What you are asked to do ::
Please pick out and copy every line in the entries below that contains the word "tractor". Case counts, so a match must have the same capitalization.

Start of Data to use

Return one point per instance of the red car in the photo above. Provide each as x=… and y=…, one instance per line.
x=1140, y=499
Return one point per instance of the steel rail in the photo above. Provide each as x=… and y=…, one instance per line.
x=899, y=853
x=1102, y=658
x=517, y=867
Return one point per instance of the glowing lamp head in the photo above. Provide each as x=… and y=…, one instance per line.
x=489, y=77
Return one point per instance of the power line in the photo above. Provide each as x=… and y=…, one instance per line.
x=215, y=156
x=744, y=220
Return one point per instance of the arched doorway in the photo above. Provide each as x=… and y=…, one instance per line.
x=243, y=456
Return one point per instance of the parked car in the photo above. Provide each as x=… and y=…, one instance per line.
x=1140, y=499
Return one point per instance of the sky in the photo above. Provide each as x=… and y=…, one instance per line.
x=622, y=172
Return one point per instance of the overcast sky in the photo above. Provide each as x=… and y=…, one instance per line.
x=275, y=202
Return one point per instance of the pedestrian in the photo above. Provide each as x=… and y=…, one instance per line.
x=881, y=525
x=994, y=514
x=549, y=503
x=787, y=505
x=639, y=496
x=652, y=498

End of Data to use
Start of Data to use

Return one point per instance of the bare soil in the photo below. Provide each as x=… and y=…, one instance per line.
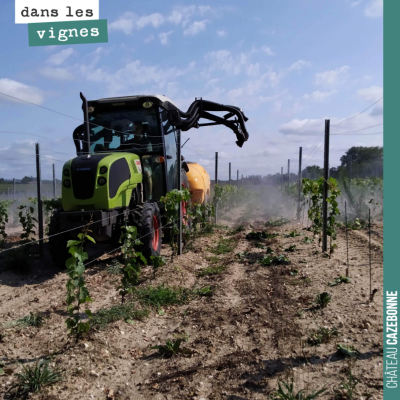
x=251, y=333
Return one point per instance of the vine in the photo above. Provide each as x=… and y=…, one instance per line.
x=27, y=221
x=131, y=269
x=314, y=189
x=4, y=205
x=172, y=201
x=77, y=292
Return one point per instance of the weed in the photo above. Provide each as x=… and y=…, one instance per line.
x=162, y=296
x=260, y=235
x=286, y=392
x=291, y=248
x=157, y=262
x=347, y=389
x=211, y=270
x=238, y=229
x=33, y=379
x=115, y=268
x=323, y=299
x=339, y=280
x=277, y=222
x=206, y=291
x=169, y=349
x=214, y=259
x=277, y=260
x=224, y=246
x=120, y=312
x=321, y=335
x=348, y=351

End of Data to use
Start of Data to use

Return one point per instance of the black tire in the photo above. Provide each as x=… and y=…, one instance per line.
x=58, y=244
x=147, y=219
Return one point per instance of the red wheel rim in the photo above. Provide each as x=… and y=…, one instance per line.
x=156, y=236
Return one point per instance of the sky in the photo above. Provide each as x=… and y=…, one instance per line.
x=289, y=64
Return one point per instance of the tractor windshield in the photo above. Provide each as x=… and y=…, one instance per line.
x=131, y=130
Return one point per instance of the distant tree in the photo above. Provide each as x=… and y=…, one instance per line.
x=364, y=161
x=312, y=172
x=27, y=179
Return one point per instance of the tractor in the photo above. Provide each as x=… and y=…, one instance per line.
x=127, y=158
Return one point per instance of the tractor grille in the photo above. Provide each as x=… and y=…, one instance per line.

End of Data to use

Full response ::
Return one point per instance of the tractor windshield in the photo above. Provide each as x=… and y=…, one instance per line.
Return one point per instance of the tractor in the photo above. Provide each as x=… and y=…, one instance per line.
Return one point per instance of the tractor grille in the photo above. Provide each as x=… and y=…, one instance per line.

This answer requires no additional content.